--- START OF RECORDS FOR THIS TASK ---
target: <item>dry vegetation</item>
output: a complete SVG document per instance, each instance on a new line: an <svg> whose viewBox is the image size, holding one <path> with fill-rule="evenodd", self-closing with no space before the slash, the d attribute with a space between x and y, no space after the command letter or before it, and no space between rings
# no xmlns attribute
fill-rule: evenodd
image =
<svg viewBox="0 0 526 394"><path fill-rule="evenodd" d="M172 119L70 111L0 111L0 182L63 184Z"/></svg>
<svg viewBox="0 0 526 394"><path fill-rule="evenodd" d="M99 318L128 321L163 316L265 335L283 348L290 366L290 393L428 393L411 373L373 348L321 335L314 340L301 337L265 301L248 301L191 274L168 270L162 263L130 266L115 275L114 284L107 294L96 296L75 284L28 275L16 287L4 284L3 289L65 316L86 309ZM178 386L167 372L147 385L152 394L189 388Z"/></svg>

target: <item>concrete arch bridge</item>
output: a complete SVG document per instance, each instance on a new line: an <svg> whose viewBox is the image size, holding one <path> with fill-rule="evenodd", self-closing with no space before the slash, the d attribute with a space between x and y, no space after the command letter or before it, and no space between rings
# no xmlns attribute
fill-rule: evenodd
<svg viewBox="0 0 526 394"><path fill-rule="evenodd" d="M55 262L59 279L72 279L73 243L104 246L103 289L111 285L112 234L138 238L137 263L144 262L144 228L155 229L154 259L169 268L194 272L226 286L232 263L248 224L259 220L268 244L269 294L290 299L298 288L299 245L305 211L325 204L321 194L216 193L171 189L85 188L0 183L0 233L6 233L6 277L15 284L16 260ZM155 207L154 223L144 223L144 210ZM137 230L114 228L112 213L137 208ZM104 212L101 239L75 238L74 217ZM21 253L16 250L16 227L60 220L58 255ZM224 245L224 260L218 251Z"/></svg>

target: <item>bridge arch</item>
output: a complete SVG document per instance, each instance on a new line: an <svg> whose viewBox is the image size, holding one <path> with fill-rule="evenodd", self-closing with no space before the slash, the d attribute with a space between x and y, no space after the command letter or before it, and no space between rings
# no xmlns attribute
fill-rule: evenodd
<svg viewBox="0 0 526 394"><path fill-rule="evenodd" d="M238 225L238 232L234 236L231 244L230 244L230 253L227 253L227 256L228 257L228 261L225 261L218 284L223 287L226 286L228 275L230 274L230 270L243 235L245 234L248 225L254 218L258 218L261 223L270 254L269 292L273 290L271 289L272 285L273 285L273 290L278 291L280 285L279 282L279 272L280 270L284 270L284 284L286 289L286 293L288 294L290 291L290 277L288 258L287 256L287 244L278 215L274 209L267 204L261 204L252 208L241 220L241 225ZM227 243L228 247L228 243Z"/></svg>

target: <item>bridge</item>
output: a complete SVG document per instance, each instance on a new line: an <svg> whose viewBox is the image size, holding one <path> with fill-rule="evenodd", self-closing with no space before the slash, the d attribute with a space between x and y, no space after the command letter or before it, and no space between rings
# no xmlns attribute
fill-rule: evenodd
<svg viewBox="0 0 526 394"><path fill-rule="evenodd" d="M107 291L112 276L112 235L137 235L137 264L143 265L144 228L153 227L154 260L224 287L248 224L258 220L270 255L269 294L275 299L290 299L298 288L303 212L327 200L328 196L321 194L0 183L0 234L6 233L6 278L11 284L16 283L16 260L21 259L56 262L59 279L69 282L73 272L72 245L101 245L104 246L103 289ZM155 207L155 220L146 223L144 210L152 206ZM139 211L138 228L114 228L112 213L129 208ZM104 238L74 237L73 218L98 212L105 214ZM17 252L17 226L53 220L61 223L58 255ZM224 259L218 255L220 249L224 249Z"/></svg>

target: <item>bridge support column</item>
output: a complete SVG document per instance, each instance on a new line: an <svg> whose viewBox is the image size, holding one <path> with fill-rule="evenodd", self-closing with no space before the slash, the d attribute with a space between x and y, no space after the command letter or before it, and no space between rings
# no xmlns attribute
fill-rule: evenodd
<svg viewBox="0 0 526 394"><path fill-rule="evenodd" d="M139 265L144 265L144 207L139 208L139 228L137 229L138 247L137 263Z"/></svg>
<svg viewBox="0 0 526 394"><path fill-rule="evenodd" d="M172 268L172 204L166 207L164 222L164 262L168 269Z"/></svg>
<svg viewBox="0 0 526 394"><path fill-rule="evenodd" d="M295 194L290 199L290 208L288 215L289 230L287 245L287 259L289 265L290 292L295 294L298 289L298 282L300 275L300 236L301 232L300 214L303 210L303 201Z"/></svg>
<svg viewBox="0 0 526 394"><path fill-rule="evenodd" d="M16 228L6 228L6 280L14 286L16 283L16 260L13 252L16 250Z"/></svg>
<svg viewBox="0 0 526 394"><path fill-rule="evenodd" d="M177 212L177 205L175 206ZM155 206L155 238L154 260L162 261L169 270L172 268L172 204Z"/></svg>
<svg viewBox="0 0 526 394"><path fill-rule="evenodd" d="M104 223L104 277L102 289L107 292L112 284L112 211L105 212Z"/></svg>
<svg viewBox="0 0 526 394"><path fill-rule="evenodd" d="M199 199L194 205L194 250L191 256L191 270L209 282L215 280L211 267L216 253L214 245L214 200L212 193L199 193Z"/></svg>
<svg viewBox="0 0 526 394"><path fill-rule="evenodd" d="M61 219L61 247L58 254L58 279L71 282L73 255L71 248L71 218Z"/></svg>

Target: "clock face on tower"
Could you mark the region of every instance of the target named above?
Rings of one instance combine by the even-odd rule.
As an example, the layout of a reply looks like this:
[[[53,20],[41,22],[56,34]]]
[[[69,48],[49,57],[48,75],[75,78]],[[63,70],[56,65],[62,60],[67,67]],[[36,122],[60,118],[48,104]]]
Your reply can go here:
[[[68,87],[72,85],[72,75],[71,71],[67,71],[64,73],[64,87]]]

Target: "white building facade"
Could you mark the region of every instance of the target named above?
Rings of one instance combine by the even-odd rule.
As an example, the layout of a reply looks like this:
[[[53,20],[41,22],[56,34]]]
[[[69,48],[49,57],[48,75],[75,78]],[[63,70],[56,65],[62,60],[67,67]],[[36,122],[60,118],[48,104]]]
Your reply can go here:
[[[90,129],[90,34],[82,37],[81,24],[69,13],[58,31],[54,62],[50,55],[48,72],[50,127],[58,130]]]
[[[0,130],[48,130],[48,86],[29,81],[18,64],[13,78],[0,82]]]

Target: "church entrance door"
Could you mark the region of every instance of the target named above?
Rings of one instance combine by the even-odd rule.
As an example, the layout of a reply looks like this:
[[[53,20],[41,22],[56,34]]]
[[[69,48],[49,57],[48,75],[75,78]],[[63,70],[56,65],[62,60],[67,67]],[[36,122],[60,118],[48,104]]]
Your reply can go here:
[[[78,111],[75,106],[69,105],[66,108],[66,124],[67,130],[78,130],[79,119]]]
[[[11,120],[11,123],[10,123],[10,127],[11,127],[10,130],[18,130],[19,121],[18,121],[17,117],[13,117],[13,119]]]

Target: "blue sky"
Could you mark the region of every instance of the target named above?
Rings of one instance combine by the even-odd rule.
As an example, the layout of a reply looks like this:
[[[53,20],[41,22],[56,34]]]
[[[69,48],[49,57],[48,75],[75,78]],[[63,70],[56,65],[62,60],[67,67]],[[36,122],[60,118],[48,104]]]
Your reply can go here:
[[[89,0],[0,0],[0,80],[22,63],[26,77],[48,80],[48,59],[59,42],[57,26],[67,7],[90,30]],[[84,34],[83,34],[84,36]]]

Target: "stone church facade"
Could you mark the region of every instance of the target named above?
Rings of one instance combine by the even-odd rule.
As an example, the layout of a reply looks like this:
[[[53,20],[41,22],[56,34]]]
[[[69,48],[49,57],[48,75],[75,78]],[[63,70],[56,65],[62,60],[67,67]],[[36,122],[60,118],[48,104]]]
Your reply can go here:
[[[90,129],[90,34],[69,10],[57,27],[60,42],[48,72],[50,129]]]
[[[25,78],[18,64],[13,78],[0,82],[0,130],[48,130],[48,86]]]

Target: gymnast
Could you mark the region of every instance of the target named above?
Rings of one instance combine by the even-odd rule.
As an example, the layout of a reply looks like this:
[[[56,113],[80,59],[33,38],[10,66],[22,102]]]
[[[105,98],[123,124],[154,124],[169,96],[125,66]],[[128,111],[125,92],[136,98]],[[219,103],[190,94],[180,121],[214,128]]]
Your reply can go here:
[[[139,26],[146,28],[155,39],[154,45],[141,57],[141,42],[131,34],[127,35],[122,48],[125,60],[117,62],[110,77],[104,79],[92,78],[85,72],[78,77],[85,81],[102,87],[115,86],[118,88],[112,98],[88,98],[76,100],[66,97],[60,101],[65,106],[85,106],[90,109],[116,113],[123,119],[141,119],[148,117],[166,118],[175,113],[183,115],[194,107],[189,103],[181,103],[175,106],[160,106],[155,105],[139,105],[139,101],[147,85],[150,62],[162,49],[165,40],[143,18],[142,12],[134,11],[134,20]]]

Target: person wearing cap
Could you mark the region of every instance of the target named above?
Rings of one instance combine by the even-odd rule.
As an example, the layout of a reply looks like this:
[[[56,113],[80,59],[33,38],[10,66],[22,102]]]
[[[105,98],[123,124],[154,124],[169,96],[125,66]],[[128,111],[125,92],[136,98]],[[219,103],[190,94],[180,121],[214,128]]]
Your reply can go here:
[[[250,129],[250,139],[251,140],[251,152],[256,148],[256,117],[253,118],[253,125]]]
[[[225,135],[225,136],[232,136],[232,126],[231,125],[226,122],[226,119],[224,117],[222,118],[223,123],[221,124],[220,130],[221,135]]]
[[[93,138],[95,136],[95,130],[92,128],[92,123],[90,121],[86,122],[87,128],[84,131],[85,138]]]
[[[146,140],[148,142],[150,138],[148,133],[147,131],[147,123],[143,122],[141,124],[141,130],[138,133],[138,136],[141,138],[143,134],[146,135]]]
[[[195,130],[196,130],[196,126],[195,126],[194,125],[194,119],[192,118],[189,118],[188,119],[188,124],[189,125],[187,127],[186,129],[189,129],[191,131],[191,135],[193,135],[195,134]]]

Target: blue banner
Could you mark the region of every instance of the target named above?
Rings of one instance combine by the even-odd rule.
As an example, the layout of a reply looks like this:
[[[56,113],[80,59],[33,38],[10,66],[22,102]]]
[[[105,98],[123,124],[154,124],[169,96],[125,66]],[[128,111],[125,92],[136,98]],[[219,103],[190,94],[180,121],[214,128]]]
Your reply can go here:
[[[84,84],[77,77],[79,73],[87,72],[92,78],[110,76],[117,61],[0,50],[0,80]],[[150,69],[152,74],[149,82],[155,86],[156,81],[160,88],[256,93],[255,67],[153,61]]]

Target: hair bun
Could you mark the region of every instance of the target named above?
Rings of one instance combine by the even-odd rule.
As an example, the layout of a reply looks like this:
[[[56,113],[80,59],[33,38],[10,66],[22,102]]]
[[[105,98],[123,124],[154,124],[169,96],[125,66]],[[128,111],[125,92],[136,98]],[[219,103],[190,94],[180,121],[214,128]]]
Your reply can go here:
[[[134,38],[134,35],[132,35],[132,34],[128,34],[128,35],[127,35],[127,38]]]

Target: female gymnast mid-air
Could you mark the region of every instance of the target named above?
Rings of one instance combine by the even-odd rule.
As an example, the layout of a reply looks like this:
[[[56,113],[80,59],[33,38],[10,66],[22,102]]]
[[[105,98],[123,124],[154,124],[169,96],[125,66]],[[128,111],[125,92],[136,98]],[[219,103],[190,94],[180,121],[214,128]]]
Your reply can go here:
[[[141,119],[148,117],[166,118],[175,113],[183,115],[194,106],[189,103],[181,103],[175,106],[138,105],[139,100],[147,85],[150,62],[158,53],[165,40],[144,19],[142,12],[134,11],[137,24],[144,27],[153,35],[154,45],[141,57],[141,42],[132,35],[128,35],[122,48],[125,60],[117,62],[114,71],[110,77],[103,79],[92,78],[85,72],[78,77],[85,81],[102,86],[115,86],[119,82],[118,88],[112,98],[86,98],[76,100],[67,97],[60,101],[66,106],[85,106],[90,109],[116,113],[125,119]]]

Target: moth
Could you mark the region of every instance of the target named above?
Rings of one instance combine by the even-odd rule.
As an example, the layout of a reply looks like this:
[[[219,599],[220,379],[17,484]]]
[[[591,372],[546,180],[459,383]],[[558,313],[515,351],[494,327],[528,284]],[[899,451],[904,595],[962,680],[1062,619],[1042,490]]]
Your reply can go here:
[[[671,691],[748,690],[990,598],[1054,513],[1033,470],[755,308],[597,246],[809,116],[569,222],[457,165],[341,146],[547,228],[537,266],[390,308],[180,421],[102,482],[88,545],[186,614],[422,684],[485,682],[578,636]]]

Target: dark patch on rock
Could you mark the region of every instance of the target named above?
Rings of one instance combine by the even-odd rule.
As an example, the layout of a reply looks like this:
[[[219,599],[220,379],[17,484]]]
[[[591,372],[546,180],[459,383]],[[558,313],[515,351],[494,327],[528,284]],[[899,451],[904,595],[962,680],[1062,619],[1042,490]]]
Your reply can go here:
--- END OF RECORDS FOR THIS TASK ---
Render the part of the records above that opens with the line containing "target: <item>concrete arch bridge</item>" and closes with the line containing "262L59 279L72 279L73" as a Markdown table with the columns Row and Line, giving each line's row number and text. Leave out blank lines.

• _RESPONSE TO THIS TASK_:
| Row | Line |
|---|---|
| 1 | target: <item>concrete arch bridge</item> |
| 2 | output: a complete SVG document per instance, each instance on a new line: an <svg> whose viewBox is the image size, holding one <path> with fill-rule="evenodd", self-closing with no space before the slash, the d attribute with a space between x and y, no space after the command letter or before it, and no space between rings |
| 3 | # no xmlns attribute |
| 4 | fill-rule: evenodd |
| 5 | <svg viewBox="0 0 526 394"><path fill-rule="evenodd" d="M55 262L59 279L72 279L73 243L104 246L103 289L111 285L112 234L138 238L137 263L144 262L144 228L155 229L154 259L169 268L194 272L226 286L232 263L248 224L259 220L268 244L269 294L290 299L298 288L299 245L305 211L325 204L321 194L216 193L171 189L85 188L0 183L0 233L6 233L6 277L15 284L16 260ZM155 207L154 223L144 223L144 210ZM137 230L114 228L112 213L137 208ZM104 212L101 239L75 238L74 217ZM21 253L16 250L16 227L60 220L58 255ZM224 245L224 260L218 251Z"/></svg> |